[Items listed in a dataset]
============================================================
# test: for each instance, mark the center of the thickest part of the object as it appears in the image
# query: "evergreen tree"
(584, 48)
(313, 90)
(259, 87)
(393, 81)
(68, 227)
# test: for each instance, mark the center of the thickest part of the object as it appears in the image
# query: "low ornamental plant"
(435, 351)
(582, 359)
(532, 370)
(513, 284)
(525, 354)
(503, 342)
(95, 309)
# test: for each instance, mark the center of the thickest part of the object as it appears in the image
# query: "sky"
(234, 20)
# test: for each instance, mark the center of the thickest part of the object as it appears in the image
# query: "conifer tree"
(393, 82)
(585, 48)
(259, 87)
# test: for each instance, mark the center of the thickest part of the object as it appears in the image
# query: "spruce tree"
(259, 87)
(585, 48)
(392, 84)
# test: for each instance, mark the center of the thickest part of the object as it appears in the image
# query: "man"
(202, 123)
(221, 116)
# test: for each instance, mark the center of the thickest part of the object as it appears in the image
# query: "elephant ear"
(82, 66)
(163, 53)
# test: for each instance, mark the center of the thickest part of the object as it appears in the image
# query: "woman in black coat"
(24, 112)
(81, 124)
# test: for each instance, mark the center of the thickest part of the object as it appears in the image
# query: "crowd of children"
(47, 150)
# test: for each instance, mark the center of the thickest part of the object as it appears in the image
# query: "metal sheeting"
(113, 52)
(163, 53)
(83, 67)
============================================================
▸ Exercise objective
All the records shown above need to be given again exactly.

▸ Response to the task
# test: for each instance, mark the center of the thickest part of the object as it appears in the image
# query: "evergreen tree"
(584, 48)
(313, 90)
(259, 87)
(393, 81)
(68, 227)
# test: for each instance, mark the center of the thickest part of the object as it appears in the image
# query: "low ornamental plant"
(435, 351)
(582, 359)
(532, 370)
(513, 284)
(525, 354)
(503, 342)
(95, 309)
# test: for each instance, mark the center of the thickest part of the object as it appears in the image
# query: "sky"
(234, 20)
# test: for each instance, mark the center of the thickest part of the object as it appears in the image
# query: "conifer tree"
(393, 82)
(585, 48)
(259, 87)
# test: for each instance, mark the center of the thickest part of the object as it appears in the image
# query: "spruce tree"
(259, 87)
(585, 48)
(392, 84)
# test: for each instance, mark the center of the thickest part of the object as it appears in the image
# query: "man"
(202, 123)
(221, 116)
# test: for each instance, mark the center of the thickest part of the object as it appears in the image
# query: "elephant ear"
(82, 66)
(163, 53)
# test: for each instance, mark the center of the thickest part of the object as it appears in the image
# query: "woman in black coat"
(24, 112)
(81, 124)
# test: for each instance, mark the center of the thickest part of the object as it appears in the image
# query: "crowd of children"
(47, 150)
# test: for each instance, mark the center of the thickest part of the object as it appears in the image
# query: "metal sheeting"
(113, 52)
(163, 53)
(83, 67)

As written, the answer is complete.